┌─ DOCUMENT EXTRACT

The past week has not been easy. Not at all. Some of the reasons are part of normal life. While other contributing factors to an already difficult time, I place the blame squarely on myself.
Of course, it has not been easy to have both boys gone. It’s such a big change, and I feel myself resisting ANY adjustments to this change. I don’t like to think of this as the “new normal.” I have been critical and grouchy to T. I’m not going to place any blame on him. Who knows? Maybe he hasn’t been the greatest either, but I certainly haven’t been responsive even if he has tried. I have been introspective and unapproachable. T simply avoided me. He watched TV and slept. I retreated to my room each night. I have been lost in my own world, my own thoughts, my own depression.
I took some time today to think. Strange that I have to go to work to clear my mind enough to think things through. I have some choices. Of course I have choices. Wallowing in self-pity is certainly something I can actively choose to improve. I need to stop feeling sorry for myself. Plain and simple. Sometimes I wish I could have a small dose of electroshock therapy. ZING! Negative thoughts? ZAP! I think it would work wonders.
I did some reading tonight about how to “snap” yourself out of negative thinking. I read something interesting about Shunning.

└─

## [WHAT TO DO]
Pick up the journal entry about a hard week after both boys left home, starting right after its final sentence about Shunning.

┌─ SUPPLIED DATA

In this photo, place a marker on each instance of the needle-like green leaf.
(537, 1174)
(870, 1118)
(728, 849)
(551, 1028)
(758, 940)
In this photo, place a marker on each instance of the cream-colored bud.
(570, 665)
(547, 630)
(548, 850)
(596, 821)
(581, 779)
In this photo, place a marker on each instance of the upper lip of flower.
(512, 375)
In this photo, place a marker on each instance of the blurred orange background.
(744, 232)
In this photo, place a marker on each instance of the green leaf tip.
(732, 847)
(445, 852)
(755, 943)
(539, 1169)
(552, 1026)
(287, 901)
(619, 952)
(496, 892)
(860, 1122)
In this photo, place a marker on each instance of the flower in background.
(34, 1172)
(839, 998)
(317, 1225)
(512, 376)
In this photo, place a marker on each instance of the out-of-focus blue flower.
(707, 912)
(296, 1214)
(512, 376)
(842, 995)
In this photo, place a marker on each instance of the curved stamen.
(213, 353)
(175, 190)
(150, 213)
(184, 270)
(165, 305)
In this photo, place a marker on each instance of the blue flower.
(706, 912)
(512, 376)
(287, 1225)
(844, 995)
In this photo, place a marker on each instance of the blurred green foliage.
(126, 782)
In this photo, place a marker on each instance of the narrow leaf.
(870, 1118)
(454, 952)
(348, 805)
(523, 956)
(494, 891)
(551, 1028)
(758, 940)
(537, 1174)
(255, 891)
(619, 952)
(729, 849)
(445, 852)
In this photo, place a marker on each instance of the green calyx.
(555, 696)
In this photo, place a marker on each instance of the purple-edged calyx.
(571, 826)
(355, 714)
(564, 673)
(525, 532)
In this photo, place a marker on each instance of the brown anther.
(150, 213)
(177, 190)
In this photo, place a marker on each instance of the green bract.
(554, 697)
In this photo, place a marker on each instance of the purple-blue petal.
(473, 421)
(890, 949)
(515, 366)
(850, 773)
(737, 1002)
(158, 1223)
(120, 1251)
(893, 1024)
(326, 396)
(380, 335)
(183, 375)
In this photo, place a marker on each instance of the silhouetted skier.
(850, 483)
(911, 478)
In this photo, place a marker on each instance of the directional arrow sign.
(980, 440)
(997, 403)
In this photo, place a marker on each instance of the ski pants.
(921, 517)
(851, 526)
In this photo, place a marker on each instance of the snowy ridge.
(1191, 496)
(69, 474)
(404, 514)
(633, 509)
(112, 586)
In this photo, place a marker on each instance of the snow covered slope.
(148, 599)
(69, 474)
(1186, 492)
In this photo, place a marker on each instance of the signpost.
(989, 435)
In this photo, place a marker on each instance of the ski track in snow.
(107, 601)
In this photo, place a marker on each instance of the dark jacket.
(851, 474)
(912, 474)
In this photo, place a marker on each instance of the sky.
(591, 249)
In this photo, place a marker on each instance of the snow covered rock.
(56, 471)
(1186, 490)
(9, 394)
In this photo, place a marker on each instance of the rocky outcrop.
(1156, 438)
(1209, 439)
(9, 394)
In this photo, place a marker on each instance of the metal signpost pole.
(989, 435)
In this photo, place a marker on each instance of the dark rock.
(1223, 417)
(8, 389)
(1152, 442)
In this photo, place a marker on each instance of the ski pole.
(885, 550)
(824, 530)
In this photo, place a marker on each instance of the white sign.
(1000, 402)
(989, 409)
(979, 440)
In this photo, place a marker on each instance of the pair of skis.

└─

## [REPLY TO THE EXERCISE]
shuns, shunning, shunned – to avoid deliberately; keep away from
To shun. It’s a verb. It’s an action word. Shunning is something I can DO. Like a mental exercise, I can deliberately replace a negative thought with a positive thought. I can deliberately replace negative actions with something more positive. I can ENGAGE myself in activities that encourage me rather than discourage me. Duh! While it seems like a simple concept, anyone who has allowed their life to spin out of control, anyone who has found themselves at the bottom of an abyss, knows that even taking the tiniest baby steps to regain normalcy is fraught with struggle. Being positive feels foreign. Taking care of yourself, liking yourself, takes tremendous effort. When you no longer place much value in yourself as a human being, it is difficult to do what is best and healthy. It’s easy to give up. It’s much easier to consider giving up than fighting and struggling to find your way back.
“Fake it til you make it.” That’s a phrase I have heard often lately. It sounds horrible, but I am beginning to see some merit in the concept. If I am depressed, what do I want to do? I want to lay on my bed. I want to allow the endless movie in my head to play the same tired scenes over and over. I want to WALLOW in the depression. It is seductive. Put on some sad songs, pour a drink, turn the lights down low. It’s time for a good cry. UGH! If that is what I want to do when I am depressed, then I think that I am a hell of a lot better off to be “faking it til I make it.”
Tonight I tried the shunning. I shunned the direction my depression was leading me. I shunned the thoughts that triggered the depression. I faked it. Even if that meant that I stood in the kitchen like a mindless blob, I refused to sequester myself with my sad thoughts again. For a few hours, I refused to allow those thoughts to control me.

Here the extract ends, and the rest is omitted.